Lines of data:
⁂

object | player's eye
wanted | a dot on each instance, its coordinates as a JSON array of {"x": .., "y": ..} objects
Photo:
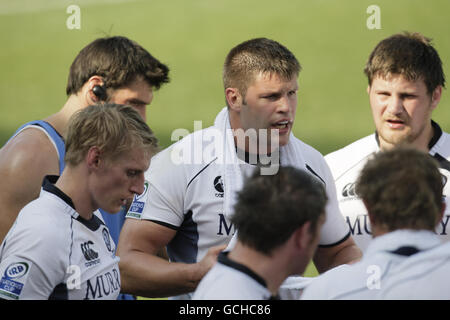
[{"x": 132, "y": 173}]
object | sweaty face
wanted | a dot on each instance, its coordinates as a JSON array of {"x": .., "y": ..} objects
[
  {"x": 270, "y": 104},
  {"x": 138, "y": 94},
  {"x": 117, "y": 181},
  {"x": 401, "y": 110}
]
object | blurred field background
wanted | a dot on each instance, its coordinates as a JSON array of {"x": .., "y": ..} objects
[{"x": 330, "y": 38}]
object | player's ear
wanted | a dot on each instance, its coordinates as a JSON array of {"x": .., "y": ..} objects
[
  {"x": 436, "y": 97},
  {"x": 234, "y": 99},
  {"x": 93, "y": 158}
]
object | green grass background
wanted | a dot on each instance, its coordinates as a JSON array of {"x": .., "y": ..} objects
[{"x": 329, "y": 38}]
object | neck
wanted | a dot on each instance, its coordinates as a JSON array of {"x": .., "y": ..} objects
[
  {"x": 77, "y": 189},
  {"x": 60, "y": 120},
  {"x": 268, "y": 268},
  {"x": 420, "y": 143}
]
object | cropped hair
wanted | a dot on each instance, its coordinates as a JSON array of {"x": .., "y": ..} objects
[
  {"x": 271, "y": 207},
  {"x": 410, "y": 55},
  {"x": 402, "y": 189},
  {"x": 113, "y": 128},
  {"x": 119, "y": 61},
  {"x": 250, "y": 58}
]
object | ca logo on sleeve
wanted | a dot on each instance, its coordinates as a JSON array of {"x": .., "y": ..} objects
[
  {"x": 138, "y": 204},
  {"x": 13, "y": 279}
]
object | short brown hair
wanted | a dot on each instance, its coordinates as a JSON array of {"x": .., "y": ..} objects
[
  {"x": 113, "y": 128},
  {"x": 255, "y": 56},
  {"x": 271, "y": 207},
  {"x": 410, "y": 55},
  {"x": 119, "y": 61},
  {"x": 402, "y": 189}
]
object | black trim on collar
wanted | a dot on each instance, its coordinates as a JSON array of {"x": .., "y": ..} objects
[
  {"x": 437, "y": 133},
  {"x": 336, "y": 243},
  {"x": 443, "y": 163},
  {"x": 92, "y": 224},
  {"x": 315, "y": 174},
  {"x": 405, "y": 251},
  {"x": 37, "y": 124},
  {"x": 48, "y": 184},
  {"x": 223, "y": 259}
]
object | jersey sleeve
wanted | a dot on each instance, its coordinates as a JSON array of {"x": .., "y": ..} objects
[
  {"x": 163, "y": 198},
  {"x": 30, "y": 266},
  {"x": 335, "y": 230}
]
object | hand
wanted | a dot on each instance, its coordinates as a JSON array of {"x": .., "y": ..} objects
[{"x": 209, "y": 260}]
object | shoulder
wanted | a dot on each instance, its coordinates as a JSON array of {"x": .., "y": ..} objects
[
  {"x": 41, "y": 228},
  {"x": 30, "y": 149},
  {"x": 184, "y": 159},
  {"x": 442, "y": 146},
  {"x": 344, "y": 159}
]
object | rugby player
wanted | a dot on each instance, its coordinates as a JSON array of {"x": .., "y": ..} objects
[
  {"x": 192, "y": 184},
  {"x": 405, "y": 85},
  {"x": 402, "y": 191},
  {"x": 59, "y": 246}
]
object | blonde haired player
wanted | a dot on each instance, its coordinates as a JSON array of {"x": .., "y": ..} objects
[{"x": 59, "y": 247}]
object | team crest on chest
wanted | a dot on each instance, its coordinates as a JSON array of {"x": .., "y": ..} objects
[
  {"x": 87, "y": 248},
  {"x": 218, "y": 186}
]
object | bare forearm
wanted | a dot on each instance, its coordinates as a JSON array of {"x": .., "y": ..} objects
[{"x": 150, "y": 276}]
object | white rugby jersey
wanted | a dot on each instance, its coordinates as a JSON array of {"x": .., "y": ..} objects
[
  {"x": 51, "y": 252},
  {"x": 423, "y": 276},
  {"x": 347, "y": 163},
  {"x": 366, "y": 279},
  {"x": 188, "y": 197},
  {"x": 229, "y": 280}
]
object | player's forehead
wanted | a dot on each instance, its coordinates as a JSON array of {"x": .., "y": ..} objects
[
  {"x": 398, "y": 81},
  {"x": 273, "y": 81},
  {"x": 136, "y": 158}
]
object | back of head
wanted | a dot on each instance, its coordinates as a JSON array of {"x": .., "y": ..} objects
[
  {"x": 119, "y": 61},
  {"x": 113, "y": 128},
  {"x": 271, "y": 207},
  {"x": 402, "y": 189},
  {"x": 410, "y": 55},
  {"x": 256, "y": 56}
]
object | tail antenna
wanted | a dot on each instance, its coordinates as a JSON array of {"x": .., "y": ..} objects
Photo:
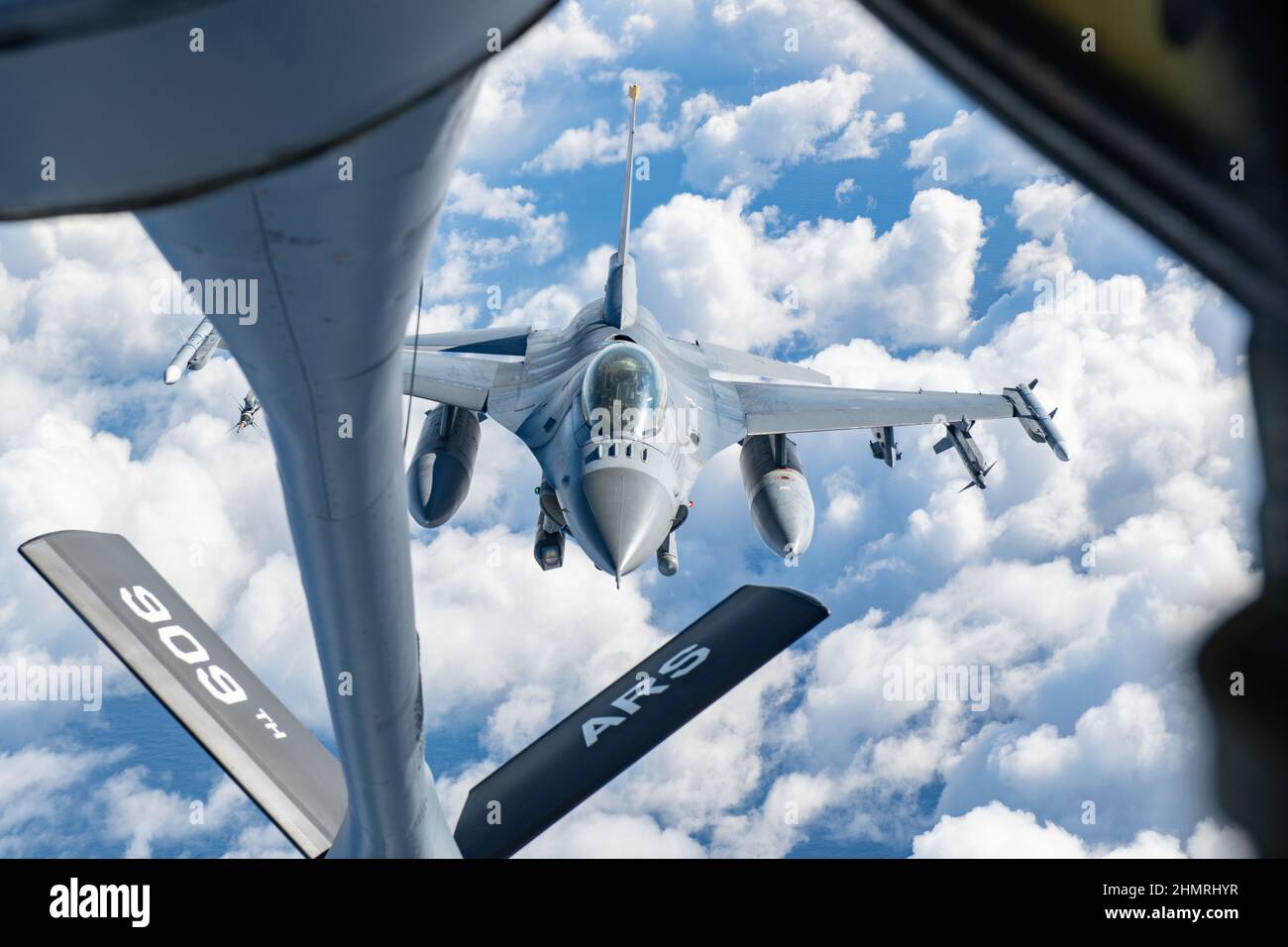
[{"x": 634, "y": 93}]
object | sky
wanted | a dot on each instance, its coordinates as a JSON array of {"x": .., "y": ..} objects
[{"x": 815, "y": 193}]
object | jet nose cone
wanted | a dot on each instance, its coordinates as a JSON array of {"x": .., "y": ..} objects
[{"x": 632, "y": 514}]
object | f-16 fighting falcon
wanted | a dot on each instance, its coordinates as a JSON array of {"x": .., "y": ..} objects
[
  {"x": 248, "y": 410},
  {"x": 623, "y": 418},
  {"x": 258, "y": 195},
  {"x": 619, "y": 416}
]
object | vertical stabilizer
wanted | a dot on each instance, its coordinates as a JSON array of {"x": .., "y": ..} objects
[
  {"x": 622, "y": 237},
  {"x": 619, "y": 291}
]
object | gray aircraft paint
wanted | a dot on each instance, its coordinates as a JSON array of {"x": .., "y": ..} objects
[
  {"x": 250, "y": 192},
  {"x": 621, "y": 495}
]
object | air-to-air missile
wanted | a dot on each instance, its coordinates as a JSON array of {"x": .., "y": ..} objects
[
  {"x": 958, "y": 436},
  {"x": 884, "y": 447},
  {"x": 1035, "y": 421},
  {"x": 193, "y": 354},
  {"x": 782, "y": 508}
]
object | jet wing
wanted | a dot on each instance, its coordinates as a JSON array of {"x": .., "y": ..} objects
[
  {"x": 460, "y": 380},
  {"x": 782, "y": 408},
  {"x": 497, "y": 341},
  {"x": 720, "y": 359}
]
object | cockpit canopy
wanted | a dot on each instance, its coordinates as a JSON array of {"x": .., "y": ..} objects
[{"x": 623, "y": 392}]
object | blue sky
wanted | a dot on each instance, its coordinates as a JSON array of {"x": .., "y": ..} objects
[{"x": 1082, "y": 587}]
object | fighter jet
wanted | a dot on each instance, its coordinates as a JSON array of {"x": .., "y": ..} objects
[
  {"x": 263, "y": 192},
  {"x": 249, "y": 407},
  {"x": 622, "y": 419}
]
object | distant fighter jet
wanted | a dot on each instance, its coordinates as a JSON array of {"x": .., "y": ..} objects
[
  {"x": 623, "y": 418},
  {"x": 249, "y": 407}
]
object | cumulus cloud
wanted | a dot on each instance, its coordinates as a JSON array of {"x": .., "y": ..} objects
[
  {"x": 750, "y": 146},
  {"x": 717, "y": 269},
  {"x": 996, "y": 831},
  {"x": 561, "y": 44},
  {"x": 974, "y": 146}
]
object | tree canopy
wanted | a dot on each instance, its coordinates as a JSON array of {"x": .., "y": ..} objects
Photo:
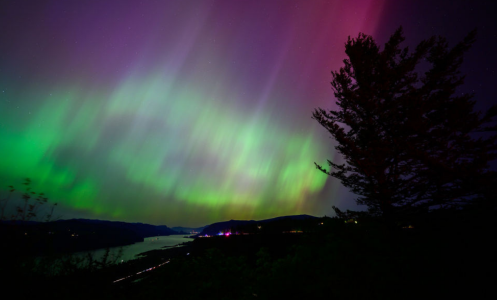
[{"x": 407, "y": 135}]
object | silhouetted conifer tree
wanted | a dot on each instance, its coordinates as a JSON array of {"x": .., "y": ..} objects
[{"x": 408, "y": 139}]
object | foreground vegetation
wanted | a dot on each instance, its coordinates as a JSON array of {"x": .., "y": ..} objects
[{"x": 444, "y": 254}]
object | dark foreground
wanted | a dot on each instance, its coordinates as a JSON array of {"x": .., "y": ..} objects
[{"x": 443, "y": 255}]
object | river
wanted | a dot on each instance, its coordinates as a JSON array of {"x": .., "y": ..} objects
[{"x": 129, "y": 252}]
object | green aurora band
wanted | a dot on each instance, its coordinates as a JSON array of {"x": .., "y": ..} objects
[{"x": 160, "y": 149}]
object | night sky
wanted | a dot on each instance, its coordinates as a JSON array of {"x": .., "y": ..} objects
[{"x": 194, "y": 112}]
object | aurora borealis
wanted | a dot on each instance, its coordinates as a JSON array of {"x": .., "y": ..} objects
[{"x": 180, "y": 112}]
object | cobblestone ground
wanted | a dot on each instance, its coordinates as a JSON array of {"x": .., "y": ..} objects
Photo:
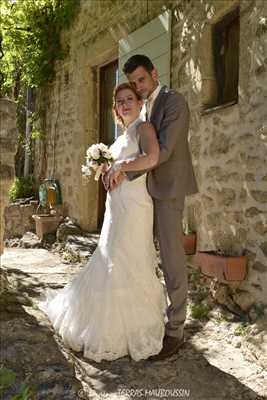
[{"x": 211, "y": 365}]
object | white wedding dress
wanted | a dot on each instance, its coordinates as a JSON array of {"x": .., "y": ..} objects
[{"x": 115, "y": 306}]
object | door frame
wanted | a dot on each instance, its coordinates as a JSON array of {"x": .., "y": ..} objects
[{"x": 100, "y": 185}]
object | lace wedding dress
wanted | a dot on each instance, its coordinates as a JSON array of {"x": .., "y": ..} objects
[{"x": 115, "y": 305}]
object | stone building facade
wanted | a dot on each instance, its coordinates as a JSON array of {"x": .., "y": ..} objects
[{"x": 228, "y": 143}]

⁂

> _Given request_
Duplicate the records starting at the line that contains "object | aurora borealis" and going through the end of the records. Leave the pictures out of your copy.

> _Answer to the exercise_
object | aurora borealis
wanted | a dot on each instance, its coordinates as a JSON array of {"x": .., "y": ..} objects
[{"x": 180, "y": 112}]
object | cobblestone ground
wanted | a dot on each instance, its coordinates as a JSON array of {"x": .., "y": ..} objects
Photo:
[{"x": 211, "y": 365}]
object | white wedding dress
wanted | a dot on each instance, its coordinates as a JSON array of {"x": .., "y": ..} objects
[{"x": 115, "y": 306}]
object | door frame
wanted | a dot on each instance, its coordinates as a JSON array of {"x": .., "y": ..} objects
[{"x": 100, "y": 185}]
object | lace wedding dress
wanted | a dot on each instance, its coordinates as a JSON array of {"x": .., "y": ..} objects
[{"x": 115, "y": 305}]
object | stone building facade
wanted | a dot on each instance, its coordinates as a JSON array of {"x": .., "y": ..} objects
[{"x": 228, "y": 143}]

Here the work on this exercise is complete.